(Data items)
..........

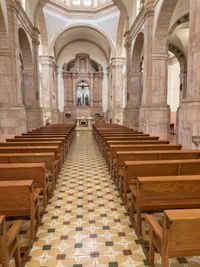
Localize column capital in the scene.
[39,55,55,67]
[31,27,40,46]
[152,52,169,60]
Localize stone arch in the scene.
[0,5,8,49]
[38,12,49,55]
[168,44,187,135]
[34,0,129,27]
[18,28,32,66]
[131,32,144,72]
[125,32,144,129]
[50,23,116,57]
[116,14,126,56]
[169,13,190,35]
[18,27,39,129]
[153,0,178,53]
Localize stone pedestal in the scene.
[0,106,27,141]
[124,108,139,129]
[178,101,200,149]
[139,105,170,139]
[179,1,200,149]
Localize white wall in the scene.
[0,0,8,30]
[167,61,180,112]
[44,7,120,44]
[57,41,108,112]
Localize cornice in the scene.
[46,1,118,19]
[14,0,35,37]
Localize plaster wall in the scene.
[167,59,180,112]
[44,8,120,44]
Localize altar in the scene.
[76,116,94,127]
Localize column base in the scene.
[178,101,200,149]
[0,106,27,142]
[112,108,124,125]
[139,105,170,139]
[124,108,139,129]
[26,107,42,131]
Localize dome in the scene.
[54,0,112,9]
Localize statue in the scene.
[77,96,81,107]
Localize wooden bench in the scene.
[101,135,159,151]
[6,137,68,155]
[146,209,200,267]
[112,150,200,184]
[0,141,66,164]
[0,151,57,186]
[97,133,149,150]
[0,215,22,267]
[0,163,48,208]
[103,140,169,161]
[119,159,200,208]
[107,144,182,174]
[130,175,200,238]
[0,180,40,245]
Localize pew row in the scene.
[130,175,200,237]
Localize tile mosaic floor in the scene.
[26,131,200,267]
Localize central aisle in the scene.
[26,131,145,267]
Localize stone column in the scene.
[124,72,142,129]
[63,71,74,108]
[23,28,42,130]
[139,5,170,139]
[109,57,125,124]
[0,0,26,141]
[72,73,76,107]
[93,72,99,108]
[98,71,103,108]
[89,73,96,107]
[40,55,54,124]
[178,0,200,149]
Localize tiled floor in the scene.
[26,131,200,267]
[26,131,145,267]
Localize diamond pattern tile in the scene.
[26,131,200,267]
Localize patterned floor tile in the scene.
[26,131,200,267]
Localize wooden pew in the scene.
[0,141,66,162]
[0,163,48,208]
[146,209,200,267]
[119,159,200,208]
[107,144,182,174]
[6,137,68,157]
[0,215,22,267]
[100,135,159,154]
[0,150,57,183]
[112,150,200,184]
[130,175,200,237]
[97,133,150,151]
[103,140,169,164]
[0,180,40,245]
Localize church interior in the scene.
[0,0,200,267]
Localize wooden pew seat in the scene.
[0,180,40,245]
[0,163,48,208]
[130,175,200,236]
[0,215,22,267]
[146,209,200,267]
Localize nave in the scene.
[26,131,146,267]
[26,131,200,267]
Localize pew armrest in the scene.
[145,215,163,240]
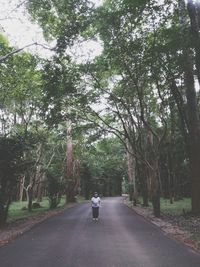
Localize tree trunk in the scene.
[147,130,160,217]
[66,124,75,203]
[127,140,137,206]
[179,0,200,214]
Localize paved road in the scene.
[0,198,200,267]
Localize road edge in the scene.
[123,198,200,255]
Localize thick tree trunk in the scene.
[127,140,137,205]
[19,176,25,201]
[147,130,160,217]
[179,0,200,214]
[66,125,75,203]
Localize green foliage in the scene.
[46,170,62,209]
[0,137,25,226]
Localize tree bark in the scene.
[66,123,75,203]
[179,0,200,214]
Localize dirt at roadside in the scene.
[124,199,200,253]
[0,204,76,246]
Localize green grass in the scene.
[7,196,84,225]
[160,198,191,215]
[135,197,191,215]
[8,197,65,222]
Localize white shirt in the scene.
[91,197,101,208]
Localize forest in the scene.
[0,0,200,226]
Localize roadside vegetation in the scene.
[0,0,200,238]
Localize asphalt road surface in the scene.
[0,198,200,267]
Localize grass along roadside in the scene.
[0,196,84,246]
[8,196,84,223]
[125,198,200,252]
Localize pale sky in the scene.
[0,0,103,62]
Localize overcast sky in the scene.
[0,0,102,61]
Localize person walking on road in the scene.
[91,192,101,221]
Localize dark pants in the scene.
[92,207,99,219]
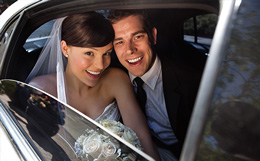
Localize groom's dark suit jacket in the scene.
[110,50,201,157]
[159,53,201,156]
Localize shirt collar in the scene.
[128,56,161,90]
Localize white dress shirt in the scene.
[129,57,178,145]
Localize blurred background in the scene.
[0,0,17,14]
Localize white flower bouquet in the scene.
[74,119,142,161]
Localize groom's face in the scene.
[113,15,156,76]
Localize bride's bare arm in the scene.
[105,69,160,160]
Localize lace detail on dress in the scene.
[95,101,120,122]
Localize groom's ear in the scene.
[61,40,69,56]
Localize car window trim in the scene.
[180,0,241,161]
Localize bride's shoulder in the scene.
[105,67,128,80]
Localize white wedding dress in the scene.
[95,101,121,122]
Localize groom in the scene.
[108,10,200,160]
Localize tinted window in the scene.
[197,0,260,161]
[0,80,150,161]
[184,14,218,45]
[0,19,18,62]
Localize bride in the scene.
[26,12,159,160]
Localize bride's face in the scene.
[64,42,113,87]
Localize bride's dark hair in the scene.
[61,12,115,47]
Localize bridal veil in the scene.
[25,17,67,103]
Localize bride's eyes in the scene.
[85,52,94,56]
[104,52,111,56]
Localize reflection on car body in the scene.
[0,0,260,161]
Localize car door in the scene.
[182,0,260,161]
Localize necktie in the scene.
[134,77,146,114]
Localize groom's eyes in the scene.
[114,41,123,45]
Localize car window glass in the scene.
[0,80,151,161]
[196,0,260,161]
[184,14,218,45]
[0,19,18,62]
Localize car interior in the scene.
[0,0,219,160]
[2,5,218,81]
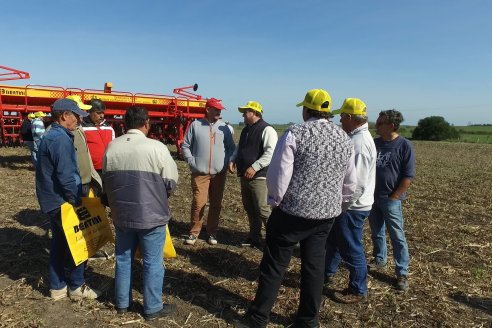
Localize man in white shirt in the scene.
[325,98,377,303]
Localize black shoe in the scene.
[144,304,176,321]
[367,259,386,271]
[396,275,409,292]
[233,315,267,328]
[241,238,253,247]
[116,308,128,314]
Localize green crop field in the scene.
[234,122,492,144]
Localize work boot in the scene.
[333,288,367,304]
[367,259,386,271]
[207,235,217,246]
[325,274,335,286]
[68,284,102,300]
[143,304,176,321]
[185,234,197,245]
[50,286,67,301]
[396,275,409,292]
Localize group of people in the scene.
[30,89,415,327]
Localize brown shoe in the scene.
[333,288,367,304]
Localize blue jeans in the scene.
[325,211,369,295]
[247,208,334,328]
[115,225,166,314]
[369,198,410,276]
[48,208,85,290]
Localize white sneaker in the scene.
[50,286,67,301]
[68,284,102,300]
[185,234,196,245]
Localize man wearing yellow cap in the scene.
[31,111,46,167]
[229,101,278,249]
[237,89,356,327]
[67,95,102,197]
[325,98,376,303]
[19,113,35,164]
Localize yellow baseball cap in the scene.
[332,98,367,115]
[237,101,263,113]
[67,95,92,110]
[296,89,331,113]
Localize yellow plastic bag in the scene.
[135,225,176,259]
[61,197,114,265]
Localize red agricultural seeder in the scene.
[0,66,206,154]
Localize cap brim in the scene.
[72,109,89,117]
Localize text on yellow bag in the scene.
[61,197,114,265]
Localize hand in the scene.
[68,198,82,207]
[388,194,400,200]
[229,162,236,173]
[244,166,256,180]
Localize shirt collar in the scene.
[348,122,369,134]
[126,129,146,137]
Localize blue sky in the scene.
[0,0,492,125]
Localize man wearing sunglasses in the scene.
[36,98,101,301]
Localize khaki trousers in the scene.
[241,177,271,244]
[190,171,227,236]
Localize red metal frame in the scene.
[173,83,202,100]
[0,65,30,81]
[0,66,209,154]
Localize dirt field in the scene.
[0,143,492,327]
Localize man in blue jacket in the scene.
[369,109,415,291]
[36,99,101,300]
[181,98,236,245]
[103,106,178,320]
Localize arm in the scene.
[181,123,194,165]
[49,136,81,206]
[31,119,45,140]
[349,153,371,205]
[342,149,357,208]
[224,126,236,159]
[389,142,416,200]
[251,126,278,172]
[267,131,296,206]
[159,145,179,197]
[229,147,238,173]
[389,178,412,200]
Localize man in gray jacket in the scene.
[325,98,377,303]
[181,98,236,245]
[103,106,178,320]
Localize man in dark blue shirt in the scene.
[369,109,415,291]
[36,98,101,300]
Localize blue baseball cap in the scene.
[51,98,89,117]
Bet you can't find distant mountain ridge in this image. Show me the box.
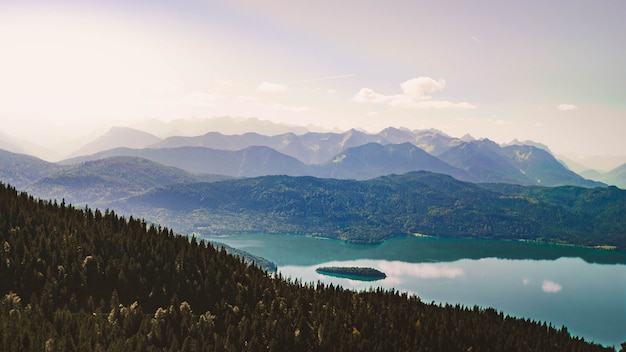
[63,128,605,187]
[70,127,161,157]
[115,171,626,248]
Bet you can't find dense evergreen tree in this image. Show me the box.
[0,185,611,351]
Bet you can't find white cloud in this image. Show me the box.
[256,82,288,93]
[541,280,563,293]
[352,77,475,109]
[183,92,219,107]
[378,261,463,279]
[400,77,446,99]
[556,104,578,111]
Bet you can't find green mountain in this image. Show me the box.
[114,172,626,248]
[0,184,614,351]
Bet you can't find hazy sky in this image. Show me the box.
[0,0,626,155]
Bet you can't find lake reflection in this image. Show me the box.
[201,235,626,346]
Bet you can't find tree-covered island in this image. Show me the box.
[315,266,387,281]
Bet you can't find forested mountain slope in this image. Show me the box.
[0,184,611,351]
[113,172,626,248]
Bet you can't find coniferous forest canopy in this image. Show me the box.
[0,185,611,351]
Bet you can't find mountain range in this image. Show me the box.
[62,128,603,187]
[113,171,626,248]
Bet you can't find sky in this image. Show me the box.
[0,0,626,162]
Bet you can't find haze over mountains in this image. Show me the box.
[62,128,602,187]
[0,118,626,214]
[0,120,626,248]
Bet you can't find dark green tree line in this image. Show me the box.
[0,185,611,351]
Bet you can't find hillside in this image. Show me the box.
[114,172,626,248]
[0,149,58,189]
[70,127,161,157]
[0,185,612,351]
[24,157,227,206]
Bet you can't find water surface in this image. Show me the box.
[201,234,626,346]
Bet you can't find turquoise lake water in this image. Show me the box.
[199,234,626,349]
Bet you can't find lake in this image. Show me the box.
[198,234,626,347]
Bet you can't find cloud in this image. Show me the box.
[378,261,464,279]
[400,77,446,99]
[541,280,563,293]
[256,82,288,93]
[556,104,578,111]
[183,92,219,107]
[291,73,356,83]
[352,77,475,109]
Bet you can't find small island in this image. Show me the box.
[315,266,387,281]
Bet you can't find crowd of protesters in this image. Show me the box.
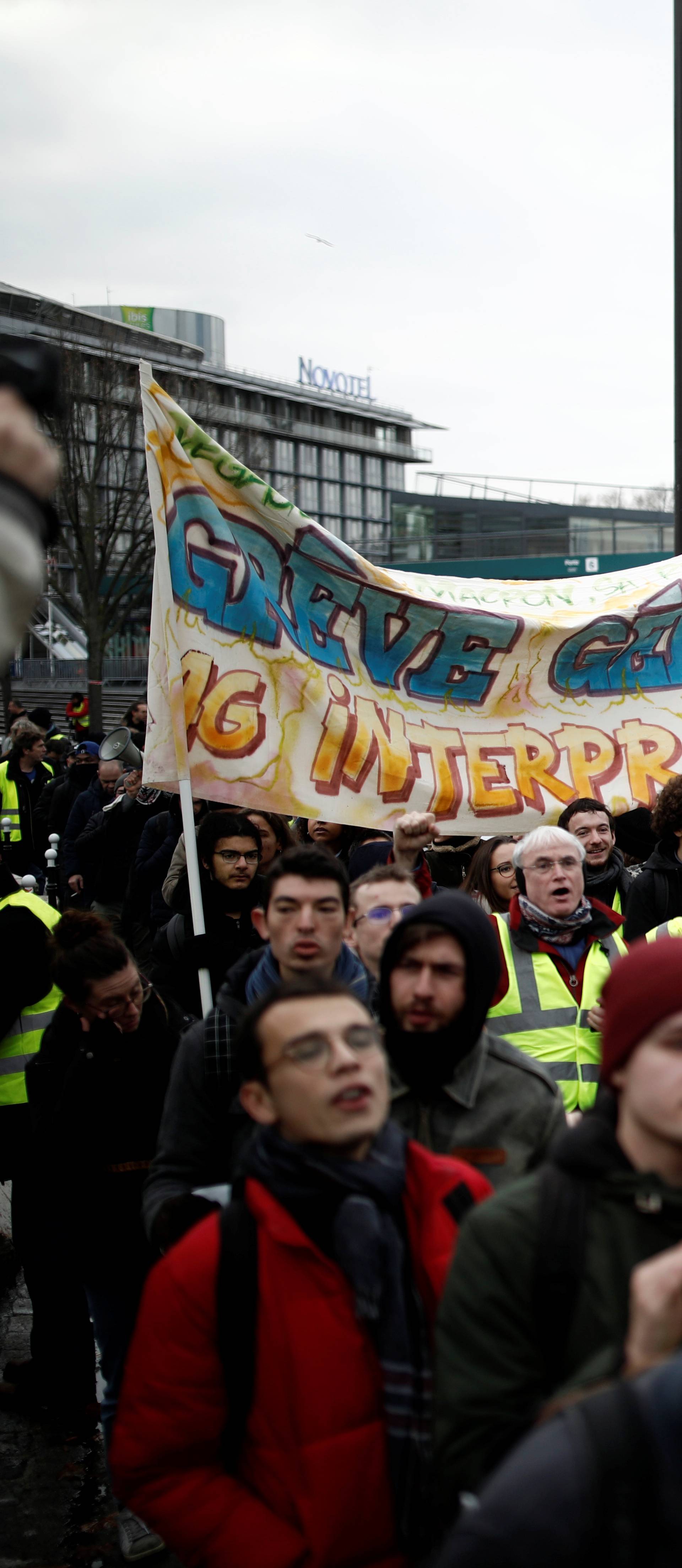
[0,680,682,1568]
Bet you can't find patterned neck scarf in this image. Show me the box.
[519,892,592,947]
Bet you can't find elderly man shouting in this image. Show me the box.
[486,828,627,1112]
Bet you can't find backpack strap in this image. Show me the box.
[535,1164,588,1394]
[216,1198,259,1475]
[571,1378,662,1568]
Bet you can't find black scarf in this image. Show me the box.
[379,892,500,1101]
[583,848,627,903]
[243,1121,431,1556]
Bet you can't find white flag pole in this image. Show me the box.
[140,359,213,1018]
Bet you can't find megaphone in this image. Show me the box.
[99,724,143,770]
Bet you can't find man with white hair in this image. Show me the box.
[486,826,627,1112]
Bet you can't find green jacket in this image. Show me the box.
[389,1029,566,1188]
[436,1093,682,1515]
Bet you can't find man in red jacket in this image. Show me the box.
[111,977,491,1568]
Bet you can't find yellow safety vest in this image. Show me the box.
[646,914,682,942]
[0,759,52,844]
[486,914,627,1110]
[0,889,61,1105]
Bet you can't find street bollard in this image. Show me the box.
[45,834,60,909]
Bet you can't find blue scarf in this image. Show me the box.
[246,942,372,1005]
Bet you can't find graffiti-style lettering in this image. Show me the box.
[507,724,574,812]
[616,718,682,806]
[343,696,416,800]
[406,718,462,817]
[462,731,522,817]
[182,649,265,759]
[553,724,622,801]
[406,610,522,706]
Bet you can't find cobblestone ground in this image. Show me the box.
[0,1187,182,1568]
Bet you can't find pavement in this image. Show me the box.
[0,1185,182,1568]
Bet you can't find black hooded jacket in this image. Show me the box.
[379,892,564,1187]
[624,834,682,942]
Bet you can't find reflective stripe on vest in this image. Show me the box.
[0,889,61,1107]
[486,914,627,1110]
[646,914,682,942]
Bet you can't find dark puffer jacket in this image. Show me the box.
[626,836,682,942]
[436,1090,682,1513]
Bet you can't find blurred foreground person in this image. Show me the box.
[0,855,96,1422]
[431,1348,682,1568]
[379,892,564,1187]
[144,846,372,1251]
[436,941,682,1513]
[111,979,489,1568]
[462,833,519,914]
[486,828,627,1112]
[348,866,422,980]
[27,909,186,1560]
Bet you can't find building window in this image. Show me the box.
[321,485,340,511]
[567,517,618,555]
[343,485,362,517]
[298,442,317,478]
[298,480,318,513]
[386,463,405,489]
[365,491,384,517]
[274,441,293,474]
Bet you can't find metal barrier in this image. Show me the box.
[9,659,147,687]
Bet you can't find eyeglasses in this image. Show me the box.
[522,855,580,875]
[97,980,154,1018]
[213,850,260,866]
[353,900,414,925]
[268,1024,383,1073]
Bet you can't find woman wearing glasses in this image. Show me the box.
[462,833,520,914]
[27,909,188,1557]
[151,811,264,1018]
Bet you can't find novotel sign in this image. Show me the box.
[298,354,373,403]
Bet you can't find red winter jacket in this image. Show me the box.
[111,1143,492,1568]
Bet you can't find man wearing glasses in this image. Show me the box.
[111,977,489,1568]
[486,828,627,1112]
[348,866,422,981]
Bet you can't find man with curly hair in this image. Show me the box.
[626,778,682,942]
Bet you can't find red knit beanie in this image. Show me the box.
[602,936,682,1083]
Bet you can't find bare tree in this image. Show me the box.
[50,332,154,729]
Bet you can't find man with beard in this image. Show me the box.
[379,892,564,1187]
[557,798,632,914]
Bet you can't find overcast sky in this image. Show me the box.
[0,0,673,485]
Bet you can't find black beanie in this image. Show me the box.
[379,892,500,1091]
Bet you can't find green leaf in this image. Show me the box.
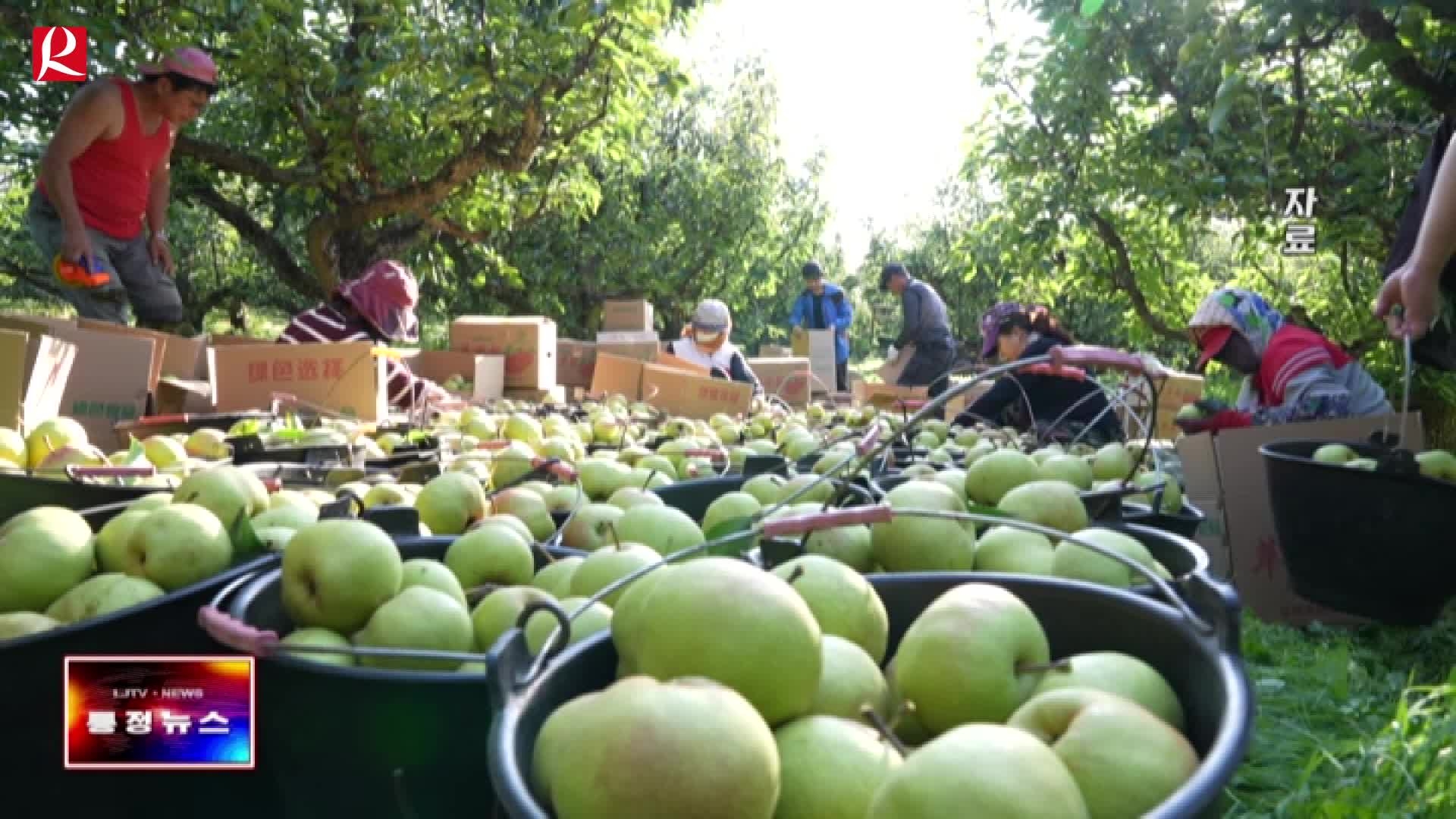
[703,517,755,557]
[228,512,268,564]
[1209,71,1244,134]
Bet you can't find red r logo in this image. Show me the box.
[30,27,86,83]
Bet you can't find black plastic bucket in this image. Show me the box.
[486,573,1254,819]
[226,535,585,819]
[1260,440,1456,625]
[0,472,169,523]
[0,503,280,816]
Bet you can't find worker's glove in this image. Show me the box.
[1174,410,1254,436]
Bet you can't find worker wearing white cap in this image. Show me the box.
[664,299,763,395]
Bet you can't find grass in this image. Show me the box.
[1226,610,1456,819]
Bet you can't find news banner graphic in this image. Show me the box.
[1280,188,1320,256]
[64,656,256,771]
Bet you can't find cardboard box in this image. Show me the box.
[592,353,646,400]
[793,329,838,394]
[400,350,505,400]
[642,364,753,419]
[556,338,597,386]
[0,318,160,450]
[601,299,652,332]
[1176,413,1424,625]
[855,381,930,410]
[597,331,663,362]
[450,316,556,389]
[207,341,389,421]
[747,357,811,408]
[0,328,76,435]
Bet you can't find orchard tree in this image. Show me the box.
[0,0,692,306]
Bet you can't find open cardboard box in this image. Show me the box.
[1176,413,1426,625]
[0,328,76,434]
[207,341,389,421]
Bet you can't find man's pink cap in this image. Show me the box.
[141,46,217,86]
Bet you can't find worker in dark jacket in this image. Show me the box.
[278,259,451,408]
[789,261,855,392]
[880,262,956,398]
[956,302,1124,446]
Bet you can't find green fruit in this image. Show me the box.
[864,724,1094,819]
[354,586,475,672]
[774,716,902,819]
[1008,688,1198,819]
[611,557,823,724]
[532,676,786,819]
[774,555,890,664]
[810,634,891,720]
[894,583,1050,736]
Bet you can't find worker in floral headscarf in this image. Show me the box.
[278,259,451,406]
[663,299,763,397]
[1178,287,1392,433]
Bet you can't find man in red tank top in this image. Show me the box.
[27,48,217,332]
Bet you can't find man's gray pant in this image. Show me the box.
[25,188,182,329]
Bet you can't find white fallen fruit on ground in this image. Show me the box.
[774,716,902,819]
[354,586,475,672]
[532,676,780,819]
[864,724,1094,819]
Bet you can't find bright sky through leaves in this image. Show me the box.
[674,0,1040,267]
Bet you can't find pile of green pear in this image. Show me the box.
[1313,443,1456,482]
[0,465,287,642]
[529,555,1200,819]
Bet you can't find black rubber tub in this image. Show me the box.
[1260,440,1456,625]
[223,529,585,819]
[0,503,280,817]
[486,573,1254,819]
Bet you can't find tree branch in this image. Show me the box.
[173,134,318,185]
[182,182,323,297]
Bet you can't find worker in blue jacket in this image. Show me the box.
[789,261,855,392]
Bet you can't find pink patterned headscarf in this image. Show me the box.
[339,259,419,344]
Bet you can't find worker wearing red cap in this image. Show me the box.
[27,48,217,329]
[1178,287,1392,433]
[278,259,451,408]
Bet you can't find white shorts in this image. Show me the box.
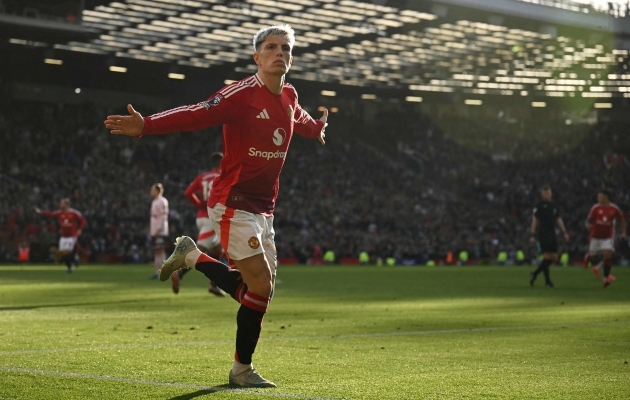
[59,237,77,251]
[208,204,278,276]
[588,238,615,254]
[197,218,221,250]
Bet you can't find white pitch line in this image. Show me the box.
[0,321,630,356]
[0,365,344,400]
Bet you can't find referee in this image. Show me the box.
[529,185,569,288]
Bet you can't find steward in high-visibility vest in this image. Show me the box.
[459,250,468,265]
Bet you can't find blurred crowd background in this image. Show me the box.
[0,101,630,264]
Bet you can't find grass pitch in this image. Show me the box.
[0,265,630,400]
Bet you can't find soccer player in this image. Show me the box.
[529,185,569,288]
[171,152,225,297]
[105,25,328,387]
[584,190,626,287]
[35,198,85,274]
[149,183,168,279]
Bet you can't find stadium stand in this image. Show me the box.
[0,97,630,264]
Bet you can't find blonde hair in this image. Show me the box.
[253,24,295,51]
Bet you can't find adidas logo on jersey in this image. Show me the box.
[256,108,269,119]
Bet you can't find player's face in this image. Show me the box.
[540,189,551,201]
[254,36,293,75]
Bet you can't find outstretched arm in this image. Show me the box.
[33,207,57,217]
[294,104,328,144]
[184,179,205,209]
[77,212,86,236]
[105,94,243,137]
[105,104,144,136]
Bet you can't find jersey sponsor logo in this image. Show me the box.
[249,147,287,160]
[256,108,269,119]
[287,104,293,121]
[273,128,287,146]
[199,94,223,110]
[247,236,260,249]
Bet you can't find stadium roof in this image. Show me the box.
[7,0,630,98]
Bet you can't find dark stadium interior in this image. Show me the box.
[0,0,630,264]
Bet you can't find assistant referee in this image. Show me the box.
[529,185,569,288]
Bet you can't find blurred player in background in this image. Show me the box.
[35,198,85,274]
[171,152,225,297]
[149,183,168,279]
[105,25,328,387]
[529,185,569,288]
[584,190,626,287]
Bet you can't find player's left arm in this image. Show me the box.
[293,103,328,144]
[75,211,87,236]
[556,217,569,242]
[617,210,628,239]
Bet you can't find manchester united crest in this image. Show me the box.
[247,236,260,249]
[287,104,293,121]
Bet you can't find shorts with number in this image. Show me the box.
[59,237,77,251]
[208,204,278,275]
[151,236,168,250]
[588,238,615,254]
[197,218,221,250]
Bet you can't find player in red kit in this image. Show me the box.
[105,25,328,387]
[584,190,626,287]
[171,152,225,297]
[35,198,85,274]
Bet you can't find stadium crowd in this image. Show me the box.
[0,97,630,264]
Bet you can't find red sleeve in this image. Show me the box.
[142,93,242,135]
[184,176,205,208]
[74,211,86,231]
[586,207,595,221]
[293,104,324,138]
[617,207,626,221]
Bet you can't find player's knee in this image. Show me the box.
[247,277,272,297]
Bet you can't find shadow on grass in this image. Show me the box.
[169,384,234,400]
[0,299,147,311]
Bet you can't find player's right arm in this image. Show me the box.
[184,177,206,208]
[34,207,58,217]
[104,94,244,136]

..........

> **BRIEF**: Take the lines from the one containing "Bet you can't find jersey" to the last line of the material above and write them out exactly.

> **OUTPUT BELOW**:
Bet you can't find jersey sponsor logo in this image. Show me the box.
[249,147,287,160]
[256,108,269,119]
[287,104,293,121]
[273,128,287,146]
[199,94,223,110]
[247,236,260,249]
Bet you can't find stadium roof in this image. Show me the box.
[7,0,630,98]
Bet you can't find dark stadium interior in this image. Show me the box.
[0,0,630,264]
Bet you can't find assistant referee in this image. Show me the box.
[529,185,569,288]
Bet you can't find blurred player in background in this image. Show me the box.
[35,198,85,274]
[171,152,225,297]
[149,183,168,279]
[105,25,328,387]
[529,185,569,288]
[584,190,626,287]
Bet you can't find player's left arm in this image. Show me the box.
[293,103,328,144]
[75,211,87,236]
[556,217,569,242]
[617,210,628,239]
Bet you can't find manchester united crest in this image. Show me the box.
[247,236,260,249]
[287,104,293,121]
Bet you can't find shorts with number in this image. Show me the box.
[59,237,77,251]
[208,204,278,275]
[151,236,168,250]
[588,238,615,254]
[197,218,221,250]
Bet you can't find player in red kit in this image. Show me the box.
[105,25,328,387]
[584,190,626,287]
[171,152,225,297]
[35,198,85,274]
Bet you can't find stadium crowd in this image. Show me the box.
[0,97,630,264]
Bet you can't find red sleeve in this image. Show me the box.
[142,93,242,135]
[184,176,205,208]
[74,211,86,231]
[586,207,595,221]
[293,104,324,138]
[617,207,626,221]
Bet you can't find player's knee in this image. Show me the box.
[247,277,272,297]
Bet you can't find shadow on grass in this image. Show me the box.
[169,384,234,400]
[0,299,147,311]
Bet you can't find player's right arm in this image. Show me the box.
[184,177,206,208]
[34,207,58,217]
[104,94,244,136]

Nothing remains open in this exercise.